Region pointing data:
★ ★ ★ ★ ★ ★ ★

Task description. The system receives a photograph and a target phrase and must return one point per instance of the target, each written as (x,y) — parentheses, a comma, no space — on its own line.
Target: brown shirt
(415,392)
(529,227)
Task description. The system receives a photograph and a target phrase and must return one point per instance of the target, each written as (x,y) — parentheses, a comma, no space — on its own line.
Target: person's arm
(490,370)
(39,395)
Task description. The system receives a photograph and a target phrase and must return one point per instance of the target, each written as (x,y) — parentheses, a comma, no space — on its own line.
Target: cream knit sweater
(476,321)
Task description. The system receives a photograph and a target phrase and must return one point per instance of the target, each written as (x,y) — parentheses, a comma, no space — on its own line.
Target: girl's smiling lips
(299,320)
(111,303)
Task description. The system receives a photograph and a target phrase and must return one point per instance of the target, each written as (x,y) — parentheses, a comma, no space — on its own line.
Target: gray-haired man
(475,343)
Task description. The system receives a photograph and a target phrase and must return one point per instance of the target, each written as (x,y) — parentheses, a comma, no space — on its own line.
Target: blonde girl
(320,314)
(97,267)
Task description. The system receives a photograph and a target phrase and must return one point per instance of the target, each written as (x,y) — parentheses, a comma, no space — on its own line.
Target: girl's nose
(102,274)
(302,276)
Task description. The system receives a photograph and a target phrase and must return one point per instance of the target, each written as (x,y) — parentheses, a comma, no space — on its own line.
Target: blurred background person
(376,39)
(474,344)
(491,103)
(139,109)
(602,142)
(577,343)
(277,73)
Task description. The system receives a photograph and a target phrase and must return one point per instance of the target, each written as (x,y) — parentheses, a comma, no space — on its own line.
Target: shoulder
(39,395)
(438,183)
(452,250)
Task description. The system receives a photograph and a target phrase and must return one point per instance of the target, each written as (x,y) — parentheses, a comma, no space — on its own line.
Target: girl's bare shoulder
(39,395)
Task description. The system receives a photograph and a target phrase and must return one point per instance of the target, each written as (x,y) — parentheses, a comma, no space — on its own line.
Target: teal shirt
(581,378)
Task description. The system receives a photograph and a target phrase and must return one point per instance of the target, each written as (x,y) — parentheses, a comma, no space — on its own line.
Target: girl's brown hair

★ ★ ★ ★ ★ ★ ★

**Problem description**
Nothing in the records should be altered when they are written out again.

**Worked solution**
Task description. The system receives a photograph and a target phrase and must return one point per instance of the target, each written as (x,y) — parentheses, a comma, no space — on its own line.
Target: brown shirt
(415,392)
(529,227)
Task description. The system receives a photograph and a target phrase and must return one point per instance of the target, each written as (x,y) — parentheses, a comma, no space — on its own line.
Target: person's arm
(490,370)
(39,395)
Task description. The system receives a photograph and a target phrase and must return one point per instance of the target, each written as (x,y) — parentheses, a comma, no space — on its own line.
Target: cream knit sweater
(476,321)
Task description. The system receives a photograph and a target phrase and must return one point per instance of the target, each written as (x,y) — parentheses, a comma, no space — on its own line.
Target: girl's smiling lips
(299,320)
(111,303)
Task description. The system receives a photograph and a target phrase and must return one point per instance of the target, each written as (x,y) — parentheses, a comma, no space — on its own line.
Target: gray-haired man
(475,343)
Task description. The system receives a photograph and a target phrase and must return one point per instance of the target, each written as (x,y) — parentheses, a comma, no space — on its own line.
Target: blonde girl
(320,314)
(97,267)
Task description. The system receives a photograph and a target phrase and must return one point per instance of the target, each written as (x,y) — parentheses, a comma, no space — on its own line.
Target: girl's nose
(102,274)
(302,276)
Task description. The system receives a photograph and a target phrase and must return one point per instance of the target, each written as (x,y) — parentheses, a comma, no space — on its own line.
Target: blurred background person
(376,39)
(474,344)
(491,103)
(139,109)
(602,142)
(577,343)
(277,73)
Task description. The system receives a photograph and a target phrase and must return one point per instance of the target, each written as (x,y) — parentheses, a comma, no space — on its own line.
Target: shoulder
(39,395)
(438,183)
(452,250)
Task description. The system receives a photograph and a target phrase and must return one point per instance of the target, each written as (x,y) — parentheses, a comma, no space — on its own line.
Target: girl's bare shoulder
(39,395)
Task description. The system receives a photograph and a target phrase and must return one point per instance of the target, each written as (x,y) — parentheses, a comma, no space — on its own line.
Target: teal shirt
(581,378)
Task description. The system receives a photograph and a target phrase and must return one point per instance of the target, each written as (x,y) — parentheses, a comma, no space — on its own line.
Target: girl's brown hair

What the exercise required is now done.